Comment, aussi, ne pas évoquer le sauvetage d’enfants et de parents, promis à la déportation et à la mort dans les camps d’extermination du 3ème Reich. Il faut revenir dans les détails sur l’épisode du camp de Bac Ky, un ancien camp militaire désaffecté de Vénissieux, réquisitionné par le préfet régional de Lyon, Alexandre Angeli, aux ordres du régime de Vichy. Le 2 juillet 42, Oberg et Bousquet organisent les conditions d’arrestation et d’internement des juifs, par la police française. La France de Pétain va commettre l’irréparable : pour soi-disant protéger les juifs français, elle accepte de livrer 22 000 juifs étrangers de la zone occupée, et plus de 10 000 résidant dans les 40 départements de la zone libre.

Entrées de la collection:
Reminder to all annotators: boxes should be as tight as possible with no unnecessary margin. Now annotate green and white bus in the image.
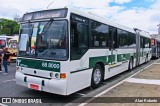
[16,8,151,95]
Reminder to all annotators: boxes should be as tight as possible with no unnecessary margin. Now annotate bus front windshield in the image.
[18,20,68,60]
[0,39,6,49]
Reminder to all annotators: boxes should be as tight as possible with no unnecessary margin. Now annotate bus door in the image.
[109,27,117,64]
[136,31,141,66]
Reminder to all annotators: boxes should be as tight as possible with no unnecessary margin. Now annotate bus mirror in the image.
[109,41,112,50]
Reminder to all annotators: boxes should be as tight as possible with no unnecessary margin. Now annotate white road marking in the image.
[154,63,160,65]
[78,59,159,106]
[126,78,160,85]
[0,103,8,106]
[76,93,86,96]
[3,79,16,82]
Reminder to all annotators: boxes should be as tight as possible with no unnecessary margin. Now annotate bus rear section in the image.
[8,36,19,62]
[151,38,160,59]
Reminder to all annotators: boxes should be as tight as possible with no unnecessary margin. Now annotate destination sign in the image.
[23,9,67,21]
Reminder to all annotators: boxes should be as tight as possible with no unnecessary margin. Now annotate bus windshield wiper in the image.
[41,19,53,34]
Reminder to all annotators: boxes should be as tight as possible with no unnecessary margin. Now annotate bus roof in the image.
[0,36,14,38]
[68,8,135,33]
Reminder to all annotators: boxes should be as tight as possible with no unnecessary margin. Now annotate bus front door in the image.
[109,27,117,65]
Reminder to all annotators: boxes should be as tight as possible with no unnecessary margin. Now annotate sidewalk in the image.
[85,60,160,106]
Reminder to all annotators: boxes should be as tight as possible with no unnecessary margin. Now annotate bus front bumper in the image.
[15,72,67,95]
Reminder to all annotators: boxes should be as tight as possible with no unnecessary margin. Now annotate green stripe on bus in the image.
[17,58,60,72]
[89,53,132,68]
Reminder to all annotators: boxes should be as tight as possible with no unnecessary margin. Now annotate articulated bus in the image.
[16,8,152,95]
[0,36,13,50]
[151,38,160,59]
[8,36,19,61]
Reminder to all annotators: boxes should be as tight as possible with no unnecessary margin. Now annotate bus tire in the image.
[128,57,133,71]
[91,64,103,88]
[145,54,148,63]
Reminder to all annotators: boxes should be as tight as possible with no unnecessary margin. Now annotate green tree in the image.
[0,18,19,35]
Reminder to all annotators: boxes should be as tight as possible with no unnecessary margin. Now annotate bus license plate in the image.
[29,84,40,90]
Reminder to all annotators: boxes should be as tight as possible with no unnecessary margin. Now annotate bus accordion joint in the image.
[60,73,66,79]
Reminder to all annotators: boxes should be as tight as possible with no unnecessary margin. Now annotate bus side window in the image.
[71,21,89,60]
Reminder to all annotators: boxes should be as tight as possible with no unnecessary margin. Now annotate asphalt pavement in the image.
[0,60,156,106]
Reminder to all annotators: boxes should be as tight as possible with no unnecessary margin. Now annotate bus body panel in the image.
[15,72,67,95]
[16,9,151,95]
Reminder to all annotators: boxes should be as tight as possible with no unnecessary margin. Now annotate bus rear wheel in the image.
[128,58,133,71]
[91,64,103,88]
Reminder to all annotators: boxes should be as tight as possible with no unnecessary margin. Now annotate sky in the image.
[0,0,160,34]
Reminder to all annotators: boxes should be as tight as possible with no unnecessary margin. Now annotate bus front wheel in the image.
[91,64,103,88]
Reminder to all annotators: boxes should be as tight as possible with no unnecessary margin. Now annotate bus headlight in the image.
[50,72,54,77]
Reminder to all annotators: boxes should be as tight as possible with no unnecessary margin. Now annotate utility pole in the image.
[47,1,54,9]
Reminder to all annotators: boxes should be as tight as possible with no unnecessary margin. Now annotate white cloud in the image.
[0,0,160,33]
[114,0,132,4]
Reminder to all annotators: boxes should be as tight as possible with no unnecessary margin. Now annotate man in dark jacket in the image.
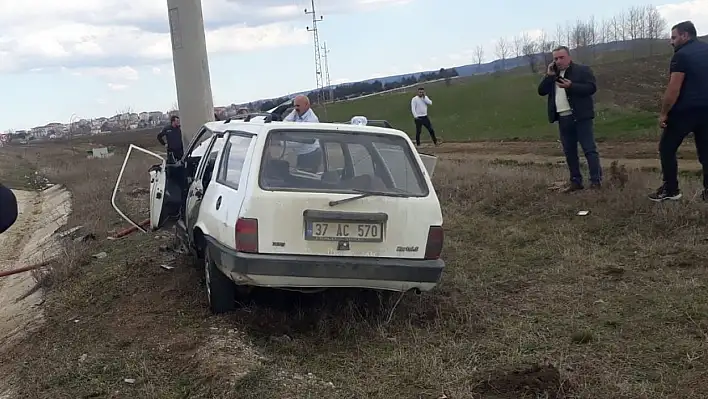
[157,115,184,162]
[538,46,602,192]
[649,21,708,202]
[0,184,17,234]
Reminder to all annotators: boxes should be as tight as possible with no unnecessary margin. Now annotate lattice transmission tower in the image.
[305,0,324,103]
[322,42,334,102]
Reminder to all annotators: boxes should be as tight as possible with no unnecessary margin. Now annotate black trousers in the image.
[0,184,18,234]
[414,115,438,145]
[659,108,708,192]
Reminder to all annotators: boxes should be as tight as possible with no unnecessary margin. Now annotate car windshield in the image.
[259,129,429,197]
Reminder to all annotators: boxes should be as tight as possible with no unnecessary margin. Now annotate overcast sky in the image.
[0,0,708,131]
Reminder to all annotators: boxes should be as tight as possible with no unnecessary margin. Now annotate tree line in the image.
[474,5,668,72]
[259,68,458,111]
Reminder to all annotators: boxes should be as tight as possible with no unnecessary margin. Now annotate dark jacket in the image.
[538,62,597,123]
[669,39,708,113]
[0,184,17,234]
[157,125,184,158]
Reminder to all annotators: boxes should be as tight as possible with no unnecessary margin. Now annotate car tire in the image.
[204,250,236,314]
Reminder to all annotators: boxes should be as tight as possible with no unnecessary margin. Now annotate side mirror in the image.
[418,153,438,178]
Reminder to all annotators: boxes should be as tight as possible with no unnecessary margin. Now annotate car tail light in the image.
[236,218,258,254]
[425,226,445,259]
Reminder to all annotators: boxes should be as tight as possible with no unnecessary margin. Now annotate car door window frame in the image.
[215,130,256,191]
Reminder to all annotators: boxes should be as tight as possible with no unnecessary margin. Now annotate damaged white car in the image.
[114,118,445,313]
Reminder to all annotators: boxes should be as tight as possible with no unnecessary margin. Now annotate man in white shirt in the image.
[283,95,322,173]
[411,87,438,146]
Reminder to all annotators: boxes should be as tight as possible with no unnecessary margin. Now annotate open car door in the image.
[111,144,167,233]
[111,127,213,233]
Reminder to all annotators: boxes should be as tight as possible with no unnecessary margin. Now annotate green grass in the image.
[315,65,656,141]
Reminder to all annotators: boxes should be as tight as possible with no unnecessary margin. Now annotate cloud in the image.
[108,83,128,91]
[657,0,708,36]
[0,0,410,72]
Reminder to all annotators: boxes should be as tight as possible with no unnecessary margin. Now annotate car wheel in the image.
[204,251,236,314]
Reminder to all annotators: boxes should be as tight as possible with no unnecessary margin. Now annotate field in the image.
[0,51,708,399]
[315,55,670,141]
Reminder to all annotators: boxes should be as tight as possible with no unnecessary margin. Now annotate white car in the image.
[113,120,445,313]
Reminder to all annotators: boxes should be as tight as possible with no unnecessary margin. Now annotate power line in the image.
[322,42,334,101]
[305,0,324,103]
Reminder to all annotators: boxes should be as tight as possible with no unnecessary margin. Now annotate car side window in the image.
[347,144,375,176]
[324,142,345,171]
[219,134,253,190]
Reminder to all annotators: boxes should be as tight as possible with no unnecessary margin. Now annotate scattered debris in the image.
[108,219,150,240]
[270,334,293,344]
[86,147,114,159]
[570,330,594,344]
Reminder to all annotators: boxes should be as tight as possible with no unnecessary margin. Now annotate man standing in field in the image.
[411,87,438,146]
[157,115,184,162]
[283,94,322,173]
[649,21,708,202]
[538,46,602,192]
[0,184,18,234]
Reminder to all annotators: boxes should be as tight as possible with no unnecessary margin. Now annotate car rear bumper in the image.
[207,238,445,291]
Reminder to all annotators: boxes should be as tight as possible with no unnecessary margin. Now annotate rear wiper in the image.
[329,188,410,206]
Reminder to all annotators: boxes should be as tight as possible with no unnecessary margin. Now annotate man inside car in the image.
[283,95,322,173]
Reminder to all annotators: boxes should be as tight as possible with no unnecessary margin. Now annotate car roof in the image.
[204,119,408,141]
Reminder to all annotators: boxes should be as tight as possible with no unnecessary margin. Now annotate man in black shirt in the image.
[649,21,708,202]
[0,184,17,234]
[157,115,184,162]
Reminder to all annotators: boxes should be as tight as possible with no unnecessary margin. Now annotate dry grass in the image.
[1,138,708,399]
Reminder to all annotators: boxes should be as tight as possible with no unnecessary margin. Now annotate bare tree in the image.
[520,33,540,73]
[514,32,528,57]
[625,7,646,58]
[116,107,133,131]
[597,19,613,44]
[495,37,509,69]
[536,30,560,65]
[645,5,667,55]
[474,44,484,65]
[553,24,570,46]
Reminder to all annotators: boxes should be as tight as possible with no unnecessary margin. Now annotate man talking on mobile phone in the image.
[649,21,708,202]
[538,46,602,192]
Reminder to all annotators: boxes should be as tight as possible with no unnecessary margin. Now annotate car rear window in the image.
[259,129,429,197]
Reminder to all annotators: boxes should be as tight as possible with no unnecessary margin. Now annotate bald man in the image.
[283,95,322,173]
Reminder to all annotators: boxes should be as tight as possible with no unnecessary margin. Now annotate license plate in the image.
[305,222,383,242]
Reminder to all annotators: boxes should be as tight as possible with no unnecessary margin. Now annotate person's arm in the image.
[157,128,167,145]
[538,75,556,97]
[566,66,597,96]
[0,184,18,234]
[283,110,295,122]
[661,52,687,116]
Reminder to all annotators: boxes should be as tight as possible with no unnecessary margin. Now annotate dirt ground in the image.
[0,139,708,399]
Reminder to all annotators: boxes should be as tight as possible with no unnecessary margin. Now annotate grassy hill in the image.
[316,52,669,141]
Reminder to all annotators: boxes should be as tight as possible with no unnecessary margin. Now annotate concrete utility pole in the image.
[305,0,324,103]
[167,0,214,150]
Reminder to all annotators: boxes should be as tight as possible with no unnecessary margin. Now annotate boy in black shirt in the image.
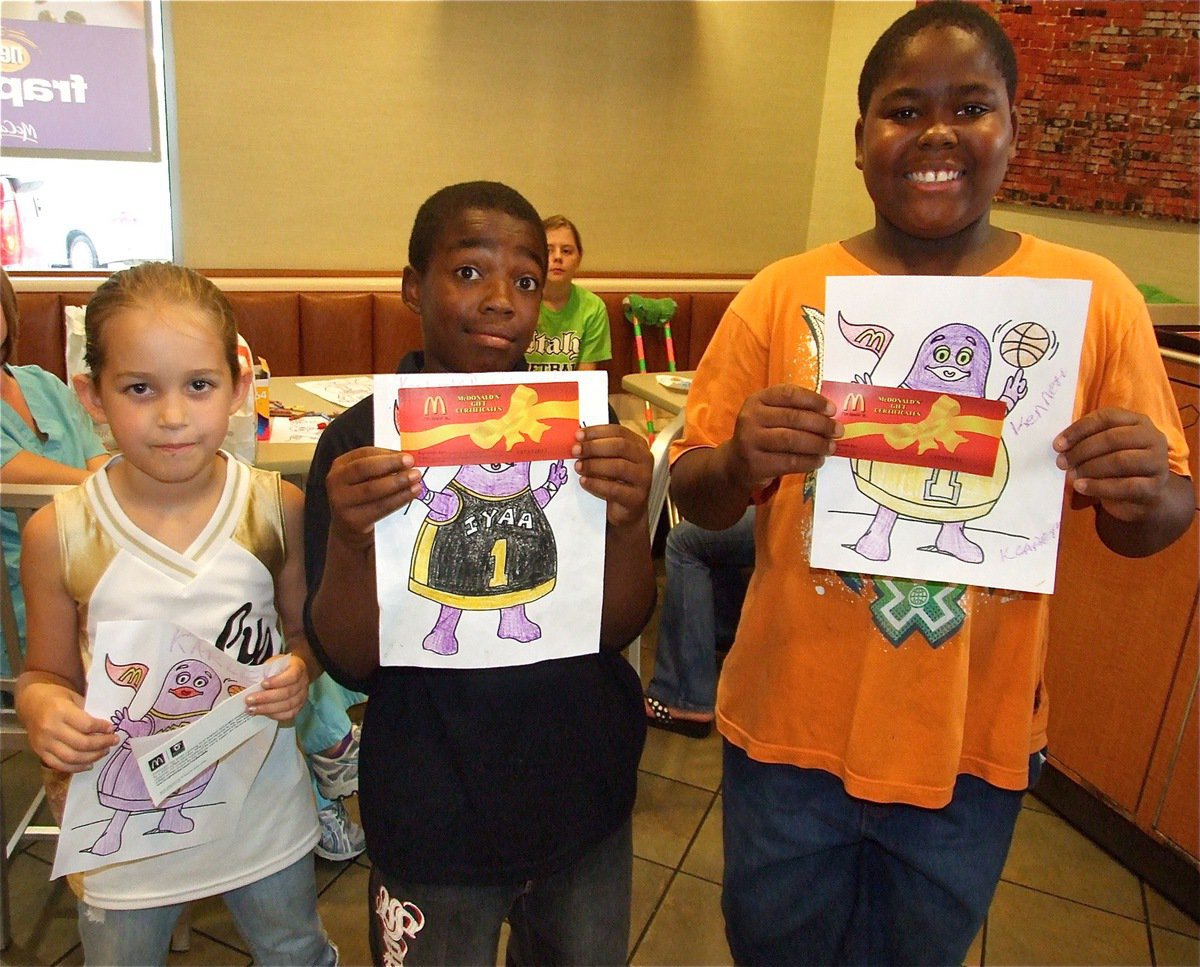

> **Exercices et consignes**:
A. Reproduisez le passage du texte sur le camp de Bac Ky allant de « Comment, aussi, ne » jusqu'à « la zone libre. » inclus.
B. Selon le texte sur le camp de Bac Ky, qui a réquisitionné ce camp ?
Le matériel présenté ici est indépendant du texte.

> **Corrigés détaillés**:
A.
Comment, aussi, ne pas évoquer le sauvetage d’enfants et de parents, promis à la déportation et à la mort dans les camps d’extermination du 3ème Reich. Il faut revenir dans les détails sur l’épisode du camp de Bac Ky, un ancien camp militaire désaffecté de Vénissieux, réquisitionné par le préfet régional de Lyon, Alexandre Angeli, aux ordres du régime de Vichy. Le 2 juillet 42, Oberg et Bousquet organisent les conditions d’arrestation et d’internement des juifs, par la police française. La France de Pétain va commettre l’irréparable : pour soi-disant protéger les juifs français, elle accepte de livrer 22 000 juifs étrangers de la zone occupée, et plus de 10 000 résidant dans les 40 départements de la zone libre.

B. Le préfet régional de Lyon, Alexandre Angeli.